◆ SELECTED TEXT
_ _ _

Publié le 08 janvier 2025

Uniquement disponible en anglais.

Publication de l’article Who carries the burden of climate change? Heterogeneous impact of droughts in sub-Saharan Africa par Edouard Pignède dans la revue American Journal of Agricultural Economics.

https://doi.org/10.1111/ajae.12507

Droughts can dramatically affect economic activities, especially in developing countries where more than half the labor force is in the agricultural sector. This paper highlights the causal impact of drought on income inequality using a new methodology known as the quantile treatment effect on the treated under the copula stability assumption. This method generalizes the difference-in-differences framework to the entire distribution. The methodology is applied to a geo-referenced and nationally representative household survey of two sub-Saharan African countries: Ethiopia and Malawi. The results show that droughts worsen income inequality in both countries. Lower income quantiles are subject to a higher decrease in per capita income, up to 40% for the lowest income quantile. In contrast, higher income quantiles are largely unaffected or appear to benefit from the drought. These results are robust to several specifications and offer quantitative insights into how extreme weather conditions affect inequality dynamics in developing countries. Inequality formation is driven by differences in the ability to cope with droughts. The results show that wealthier households have a higher capacity to find alternative sources of income to prevent a welfare drop. In contrast, the most vulnerable households, particularly those that are low in assets, remote, or headed by women or older individuals, are most seriously harmed. Finally, consumption-smoothing behaviors and asset depletion strategies in middle income households are also observed.

_ _ _

◆ THINGS TO DO
1. In the text on droughts in sub-Saharan Africa, which two countries does the household survey cover?
2. Reproduce everything in the drought text from "Uniquement disponible en" down to "of Agricultural Economics.".
3. Render this sentence from the drought text in Spanish: "The results show that droughts worsen income inequality in both countries."

◆ SOURCE DATA
_ _ _

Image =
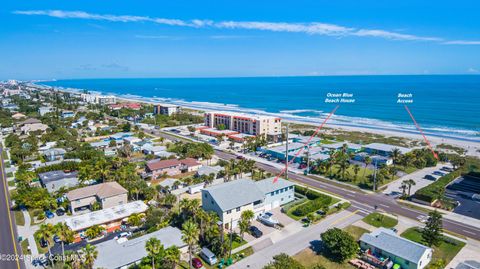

_ _ _

◆ TASK-BY-TASK SOLUTIONS
1. Ethiopia and Malawi.

2.
Uniquement disponible en anglais.

Publication de l’article Who carries the burden of climate change? Heterogeneous impact of droughts in sub-Saharan Africa par Edouard Pignède dans la revue American Journal of Agricultural Economics.

3. Los resultados muestran que las sequías agravan la desigualdad de ingresos en ambos países.